Tally how many lines below contain the string "name", matching upper and lower case exactly. Reply with only the number.

(Dataset records on where objects are located)
-=-=-=-=-

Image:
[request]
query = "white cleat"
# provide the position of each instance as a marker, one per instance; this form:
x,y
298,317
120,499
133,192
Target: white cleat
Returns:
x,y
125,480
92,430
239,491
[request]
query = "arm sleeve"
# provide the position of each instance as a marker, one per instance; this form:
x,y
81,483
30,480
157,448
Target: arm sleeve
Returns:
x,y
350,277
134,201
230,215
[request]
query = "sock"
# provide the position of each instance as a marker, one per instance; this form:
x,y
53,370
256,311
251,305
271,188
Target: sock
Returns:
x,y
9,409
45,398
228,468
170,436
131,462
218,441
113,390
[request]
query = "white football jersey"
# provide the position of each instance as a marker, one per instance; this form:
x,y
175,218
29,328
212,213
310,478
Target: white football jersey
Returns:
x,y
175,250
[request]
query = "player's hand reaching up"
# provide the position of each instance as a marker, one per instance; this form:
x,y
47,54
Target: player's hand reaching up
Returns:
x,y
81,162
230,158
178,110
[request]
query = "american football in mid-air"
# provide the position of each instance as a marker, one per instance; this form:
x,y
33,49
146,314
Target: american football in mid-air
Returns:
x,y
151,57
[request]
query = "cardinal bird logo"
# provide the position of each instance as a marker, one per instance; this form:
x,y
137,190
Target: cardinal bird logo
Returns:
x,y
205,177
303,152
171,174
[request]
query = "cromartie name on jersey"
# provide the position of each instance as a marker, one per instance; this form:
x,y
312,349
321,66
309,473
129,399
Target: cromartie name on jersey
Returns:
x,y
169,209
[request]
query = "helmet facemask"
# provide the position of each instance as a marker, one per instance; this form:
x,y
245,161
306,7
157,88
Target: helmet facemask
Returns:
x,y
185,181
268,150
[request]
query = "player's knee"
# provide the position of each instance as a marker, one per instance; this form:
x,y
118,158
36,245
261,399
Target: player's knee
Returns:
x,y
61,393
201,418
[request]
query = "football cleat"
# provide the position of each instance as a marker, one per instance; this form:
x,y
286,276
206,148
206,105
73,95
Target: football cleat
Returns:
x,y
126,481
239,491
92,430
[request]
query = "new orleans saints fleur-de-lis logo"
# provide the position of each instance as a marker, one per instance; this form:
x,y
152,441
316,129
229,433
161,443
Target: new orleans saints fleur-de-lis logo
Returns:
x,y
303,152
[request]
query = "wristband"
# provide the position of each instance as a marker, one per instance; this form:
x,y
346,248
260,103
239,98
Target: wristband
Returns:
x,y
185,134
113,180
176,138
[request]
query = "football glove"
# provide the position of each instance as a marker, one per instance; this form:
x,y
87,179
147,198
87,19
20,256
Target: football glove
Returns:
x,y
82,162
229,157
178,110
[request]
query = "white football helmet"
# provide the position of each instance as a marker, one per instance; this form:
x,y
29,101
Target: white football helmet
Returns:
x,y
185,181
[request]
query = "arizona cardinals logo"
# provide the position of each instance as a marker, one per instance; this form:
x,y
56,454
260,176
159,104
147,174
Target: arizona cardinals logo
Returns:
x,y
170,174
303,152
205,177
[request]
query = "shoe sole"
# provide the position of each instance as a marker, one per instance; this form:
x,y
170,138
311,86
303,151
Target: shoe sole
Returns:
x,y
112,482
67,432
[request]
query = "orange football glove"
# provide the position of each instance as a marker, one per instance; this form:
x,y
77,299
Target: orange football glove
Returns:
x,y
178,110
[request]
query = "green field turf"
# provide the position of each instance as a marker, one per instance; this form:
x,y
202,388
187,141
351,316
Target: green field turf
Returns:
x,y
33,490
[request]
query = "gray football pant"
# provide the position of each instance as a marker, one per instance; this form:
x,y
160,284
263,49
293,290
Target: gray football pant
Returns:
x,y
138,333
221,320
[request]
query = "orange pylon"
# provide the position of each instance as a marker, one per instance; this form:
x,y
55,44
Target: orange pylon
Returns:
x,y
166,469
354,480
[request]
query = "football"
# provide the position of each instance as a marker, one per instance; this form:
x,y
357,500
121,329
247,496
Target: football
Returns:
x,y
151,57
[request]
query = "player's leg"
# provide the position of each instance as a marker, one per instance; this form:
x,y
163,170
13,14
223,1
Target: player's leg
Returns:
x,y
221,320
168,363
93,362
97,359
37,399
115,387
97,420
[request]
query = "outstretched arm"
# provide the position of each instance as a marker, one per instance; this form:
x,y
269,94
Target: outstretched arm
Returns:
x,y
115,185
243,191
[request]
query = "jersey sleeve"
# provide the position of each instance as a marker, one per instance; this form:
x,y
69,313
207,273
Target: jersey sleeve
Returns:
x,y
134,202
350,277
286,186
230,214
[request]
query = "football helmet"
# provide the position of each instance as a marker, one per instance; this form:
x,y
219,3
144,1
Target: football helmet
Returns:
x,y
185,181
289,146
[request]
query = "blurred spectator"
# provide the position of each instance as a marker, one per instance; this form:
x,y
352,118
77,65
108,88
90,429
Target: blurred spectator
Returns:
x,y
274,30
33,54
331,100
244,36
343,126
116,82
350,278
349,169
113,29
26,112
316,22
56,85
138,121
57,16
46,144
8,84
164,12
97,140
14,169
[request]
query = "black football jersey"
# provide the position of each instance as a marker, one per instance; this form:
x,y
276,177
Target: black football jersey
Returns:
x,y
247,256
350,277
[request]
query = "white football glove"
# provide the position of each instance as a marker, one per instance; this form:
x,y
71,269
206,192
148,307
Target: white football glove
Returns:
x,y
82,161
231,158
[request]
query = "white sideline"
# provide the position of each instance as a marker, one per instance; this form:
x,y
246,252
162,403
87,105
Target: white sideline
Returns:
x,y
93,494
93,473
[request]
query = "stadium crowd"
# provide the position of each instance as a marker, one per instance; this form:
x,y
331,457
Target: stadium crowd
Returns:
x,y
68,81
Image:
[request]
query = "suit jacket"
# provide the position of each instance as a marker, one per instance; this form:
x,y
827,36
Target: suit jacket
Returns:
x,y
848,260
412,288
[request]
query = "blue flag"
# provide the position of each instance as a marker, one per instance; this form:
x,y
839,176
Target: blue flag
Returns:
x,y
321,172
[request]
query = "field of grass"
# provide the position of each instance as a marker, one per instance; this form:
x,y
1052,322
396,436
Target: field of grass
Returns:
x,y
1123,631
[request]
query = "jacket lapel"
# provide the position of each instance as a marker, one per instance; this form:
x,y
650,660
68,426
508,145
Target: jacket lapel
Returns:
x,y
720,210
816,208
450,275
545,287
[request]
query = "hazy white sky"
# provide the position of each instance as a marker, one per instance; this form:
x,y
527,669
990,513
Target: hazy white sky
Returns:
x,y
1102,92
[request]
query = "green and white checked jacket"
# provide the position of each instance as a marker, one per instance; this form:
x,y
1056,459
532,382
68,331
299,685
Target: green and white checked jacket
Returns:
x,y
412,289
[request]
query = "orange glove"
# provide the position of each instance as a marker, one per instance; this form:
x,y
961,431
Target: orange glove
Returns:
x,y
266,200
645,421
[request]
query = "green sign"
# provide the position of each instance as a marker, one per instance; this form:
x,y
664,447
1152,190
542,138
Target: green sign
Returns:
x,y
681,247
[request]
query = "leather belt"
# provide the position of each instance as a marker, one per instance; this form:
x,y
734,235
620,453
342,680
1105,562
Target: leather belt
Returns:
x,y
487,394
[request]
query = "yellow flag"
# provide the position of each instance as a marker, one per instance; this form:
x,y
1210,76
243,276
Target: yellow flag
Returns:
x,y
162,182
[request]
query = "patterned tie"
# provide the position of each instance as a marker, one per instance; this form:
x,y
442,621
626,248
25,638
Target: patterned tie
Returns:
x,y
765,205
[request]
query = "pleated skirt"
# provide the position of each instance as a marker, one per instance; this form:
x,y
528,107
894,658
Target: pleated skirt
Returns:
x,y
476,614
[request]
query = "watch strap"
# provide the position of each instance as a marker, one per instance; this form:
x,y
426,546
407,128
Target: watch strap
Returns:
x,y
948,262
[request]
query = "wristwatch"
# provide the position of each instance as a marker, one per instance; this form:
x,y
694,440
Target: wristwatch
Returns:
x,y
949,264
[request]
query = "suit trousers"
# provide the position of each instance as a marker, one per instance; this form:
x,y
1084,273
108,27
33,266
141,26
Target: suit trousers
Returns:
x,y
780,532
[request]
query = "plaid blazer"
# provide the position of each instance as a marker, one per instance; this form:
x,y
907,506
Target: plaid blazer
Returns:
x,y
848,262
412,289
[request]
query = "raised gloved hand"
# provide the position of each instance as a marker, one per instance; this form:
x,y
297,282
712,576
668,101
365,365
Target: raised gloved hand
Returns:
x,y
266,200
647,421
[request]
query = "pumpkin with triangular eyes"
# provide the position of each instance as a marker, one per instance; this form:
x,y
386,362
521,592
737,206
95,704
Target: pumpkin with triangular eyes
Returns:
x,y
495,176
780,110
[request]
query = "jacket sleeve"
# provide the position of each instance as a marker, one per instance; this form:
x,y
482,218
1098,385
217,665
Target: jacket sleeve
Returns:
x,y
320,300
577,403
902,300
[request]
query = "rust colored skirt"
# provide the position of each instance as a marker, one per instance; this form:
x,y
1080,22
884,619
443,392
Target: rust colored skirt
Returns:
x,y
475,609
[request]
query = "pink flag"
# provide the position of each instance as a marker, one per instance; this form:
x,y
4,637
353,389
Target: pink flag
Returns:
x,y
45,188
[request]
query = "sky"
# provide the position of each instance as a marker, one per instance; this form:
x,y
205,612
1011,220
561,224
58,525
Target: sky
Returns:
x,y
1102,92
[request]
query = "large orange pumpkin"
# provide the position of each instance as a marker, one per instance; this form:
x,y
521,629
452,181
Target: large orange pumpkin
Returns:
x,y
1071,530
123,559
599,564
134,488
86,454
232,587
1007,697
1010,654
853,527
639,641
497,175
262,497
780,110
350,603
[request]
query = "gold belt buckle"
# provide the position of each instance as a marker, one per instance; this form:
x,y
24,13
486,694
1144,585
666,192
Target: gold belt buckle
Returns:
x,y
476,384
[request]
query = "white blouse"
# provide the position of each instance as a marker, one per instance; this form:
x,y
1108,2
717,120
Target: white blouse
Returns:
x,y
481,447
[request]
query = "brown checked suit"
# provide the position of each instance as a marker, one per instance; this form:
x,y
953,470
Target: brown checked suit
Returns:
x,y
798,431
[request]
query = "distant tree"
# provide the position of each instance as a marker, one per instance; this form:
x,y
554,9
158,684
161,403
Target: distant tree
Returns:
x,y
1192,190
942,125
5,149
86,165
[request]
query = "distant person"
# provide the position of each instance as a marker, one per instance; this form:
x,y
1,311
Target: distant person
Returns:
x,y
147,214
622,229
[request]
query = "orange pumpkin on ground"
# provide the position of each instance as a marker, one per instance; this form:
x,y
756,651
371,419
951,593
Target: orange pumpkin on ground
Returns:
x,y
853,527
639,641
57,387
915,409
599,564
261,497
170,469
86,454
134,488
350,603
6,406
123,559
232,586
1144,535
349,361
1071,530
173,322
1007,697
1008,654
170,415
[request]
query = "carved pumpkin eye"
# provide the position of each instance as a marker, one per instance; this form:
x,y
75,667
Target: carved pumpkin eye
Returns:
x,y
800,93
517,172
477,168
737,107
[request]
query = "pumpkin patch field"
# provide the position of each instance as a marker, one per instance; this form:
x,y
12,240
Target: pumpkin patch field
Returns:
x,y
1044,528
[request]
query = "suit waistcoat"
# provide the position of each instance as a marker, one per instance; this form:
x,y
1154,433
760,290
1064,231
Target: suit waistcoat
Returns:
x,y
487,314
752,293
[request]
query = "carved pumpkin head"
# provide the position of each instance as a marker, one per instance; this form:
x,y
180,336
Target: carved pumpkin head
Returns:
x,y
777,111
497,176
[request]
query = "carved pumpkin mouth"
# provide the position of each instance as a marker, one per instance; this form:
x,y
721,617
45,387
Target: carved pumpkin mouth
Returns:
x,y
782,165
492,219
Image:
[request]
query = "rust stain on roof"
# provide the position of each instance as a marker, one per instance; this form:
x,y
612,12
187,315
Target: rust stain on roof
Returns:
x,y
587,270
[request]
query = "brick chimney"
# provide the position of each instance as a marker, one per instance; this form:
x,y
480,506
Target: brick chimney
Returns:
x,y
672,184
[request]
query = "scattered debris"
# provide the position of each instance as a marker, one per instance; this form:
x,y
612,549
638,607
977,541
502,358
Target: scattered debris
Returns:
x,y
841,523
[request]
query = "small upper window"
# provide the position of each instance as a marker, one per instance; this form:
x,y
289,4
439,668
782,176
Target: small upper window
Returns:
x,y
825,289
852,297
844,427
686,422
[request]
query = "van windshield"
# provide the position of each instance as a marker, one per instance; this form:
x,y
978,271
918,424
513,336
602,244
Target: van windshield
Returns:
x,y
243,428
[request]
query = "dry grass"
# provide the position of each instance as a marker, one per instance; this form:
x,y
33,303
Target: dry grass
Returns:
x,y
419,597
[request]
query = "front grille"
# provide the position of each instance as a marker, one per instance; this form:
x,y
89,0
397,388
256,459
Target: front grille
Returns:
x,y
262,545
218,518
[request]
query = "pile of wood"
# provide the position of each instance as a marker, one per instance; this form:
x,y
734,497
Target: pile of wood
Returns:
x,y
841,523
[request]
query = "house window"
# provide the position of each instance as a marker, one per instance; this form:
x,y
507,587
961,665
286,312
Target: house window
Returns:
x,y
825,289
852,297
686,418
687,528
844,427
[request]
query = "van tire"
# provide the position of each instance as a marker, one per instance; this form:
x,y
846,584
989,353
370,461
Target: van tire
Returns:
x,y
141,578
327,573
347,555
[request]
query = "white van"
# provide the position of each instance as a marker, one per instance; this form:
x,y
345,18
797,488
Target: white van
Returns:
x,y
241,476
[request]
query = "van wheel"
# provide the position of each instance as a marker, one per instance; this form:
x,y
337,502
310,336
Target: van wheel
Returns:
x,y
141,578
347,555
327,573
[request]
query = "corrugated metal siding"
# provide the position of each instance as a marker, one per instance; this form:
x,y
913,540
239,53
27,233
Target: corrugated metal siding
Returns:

-=-=-=-=-

• **TASK RESPONSE**:
2